▶ [DATA EXTRACT]:
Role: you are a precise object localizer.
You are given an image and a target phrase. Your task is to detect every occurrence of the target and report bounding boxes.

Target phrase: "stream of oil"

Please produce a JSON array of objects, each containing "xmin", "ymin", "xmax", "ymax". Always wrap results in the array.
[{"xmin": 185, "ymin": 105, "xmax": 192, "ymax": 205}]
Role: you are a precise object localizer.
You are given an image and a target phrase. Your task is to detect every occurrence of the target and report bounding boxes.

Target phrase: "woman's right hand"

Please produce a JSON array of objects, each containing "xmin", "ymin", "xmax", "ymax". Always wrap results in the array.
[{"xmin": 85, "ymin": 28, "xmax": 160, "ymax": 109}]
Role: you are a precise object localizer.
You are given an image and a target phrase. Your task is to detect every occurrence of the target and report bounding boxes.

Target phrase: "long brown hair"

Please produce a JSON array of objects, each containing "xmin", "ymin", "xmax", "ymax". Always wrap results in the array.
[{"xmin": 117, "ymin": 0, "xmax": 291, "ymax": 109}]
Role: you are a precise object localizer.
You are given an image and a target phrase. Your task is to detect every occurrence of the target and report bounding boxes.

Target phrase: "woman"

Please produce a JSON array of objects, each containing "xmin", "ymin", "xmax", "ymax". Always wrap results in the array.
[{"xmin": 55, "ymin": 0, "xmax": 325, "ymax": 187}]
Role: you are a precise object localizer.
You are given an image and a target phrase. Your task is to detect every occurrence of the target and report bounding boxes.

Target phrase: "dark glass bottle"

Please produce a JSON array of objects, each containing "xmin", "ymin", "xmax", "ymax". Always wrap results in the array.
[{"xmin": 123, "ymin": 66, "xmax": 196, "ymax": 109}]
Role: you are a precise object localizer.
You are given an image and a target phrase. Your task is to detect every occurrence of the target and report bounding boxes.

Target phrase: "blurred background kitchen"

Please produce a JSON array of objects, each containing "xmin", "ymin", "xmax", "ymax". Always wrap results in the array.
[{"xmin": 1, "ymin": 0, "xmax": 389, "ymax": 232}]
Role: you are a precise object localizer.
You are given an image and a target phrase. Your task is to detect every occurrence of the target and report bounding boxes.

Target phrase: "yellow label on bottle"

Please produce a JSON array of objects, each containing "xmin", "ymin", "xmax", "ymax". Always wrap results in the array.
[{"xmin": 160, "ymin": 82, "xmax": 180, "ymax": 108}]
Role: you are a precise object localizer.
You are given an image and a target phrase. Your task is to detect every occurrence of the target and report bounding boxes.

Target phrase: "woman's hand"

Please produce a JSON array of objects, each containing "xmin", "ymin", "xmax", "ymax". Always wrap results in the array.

▶ [YOUR GOAL]:
Print the listing exactly. Every line must match.

▶ [RESPONSE BOX]:
Role: you are a precise object localizer.
You are given an image and a target phrase. Your task is to detect every occurrence of the target and report bounding boxes.

Target phrase: "stream of oil"

Please produce a JSON array of objects, each containing "xmin", "ymin", "xmax", "ymax". Always wrap results in the array.
[{"xmin": 185, "ymin": 105, "xmax": 192, "ymax": 205}]
Role: you are a precise object localizer.
You are given an image and a target phrase. Your task is to detect every occurrence of the target and report bounding boxes.

Target phrase: "woman's right hand"

Please produce a JSON array of objects, each containing "xmin", "ymin", "xmax", "ymax". Always wrap results in the array.
[{"xmin": 85, "ymin": 28, "xmax": 160, "ymax": 109}]
Role: you are a precise object localizer.
You are given an image and a target phrase. Your task is to detect every occurrence of the target and report bounding boxes.

Target phrase: "long brown hair"

Please produce a JSON array of objects, each containing "xmin", "ymin", "xmax", "ymax". Always wrap results in the array.
[{"xmin": 117, "ymin": 0, "xmax": 291, "ymax": 109}]
Role: you are a precise object localizer.
You are given an image and a target phrase. Your task is to detect every occurrence of the target and report bounding boxes.

Target phrase: "woman"

Please produce a JSON array of objects, each containing "xmin", "ymin", "xmax", "ymax". Always wrap results in the array.
[{"xmin": 55, "ymin": 0, "xmax": 325, "ymax": 187}]
Role: you are a precise object localizer.
You are given an image and a target phrase. Your task is to detect every occurrence of the target and report bounding boxes.

Target phrase: "dark glass bottle"

Please produce a JSON array of objects, each containing "xmin", "ymin", "xmax", "ymax". Always wrap results in the array.
[{"xmin": 123, "ymin": 66, "xmax": 196, "ymax": 109}]
Role: you are a precise object localizer.
You are given an image and a target phrase. Your task is to detect every occurrence of the target and report bounding boxes.

Target phrase: "blurred background kitchen"

Please produce a JSON array of objects, each containing "xmin", "ymin", "xmax", "ymax". Always wrap results in the array.
[{"xmin": 1, "ymin": 0, "xmax": 389, "ymax": 232}]
Role: you are a precise object localizer.
You are given an image and a target phrase. Your task is to detect every occurrence of the target and report bounding boxes.

Target phrase: "yellow label on bottle"

Please produce a JSON array of objects, each containing "xmin", "ymin", "xmax", "ymax". Always wrap results in the array.
[{"xmin": 160, "ymin": 82, "xmax": 180, "ymax": 108}]
Role: you are a precise object localizer.
You are given an image and a target phrase. Your task is to detect every occurrence of the target and report bounding boxes.

Target phrase: "woman's hand"

Please produce a JSON array of objects, each containing "xmin", "ymin", "xmax", "ymax". Always wrap results in the array.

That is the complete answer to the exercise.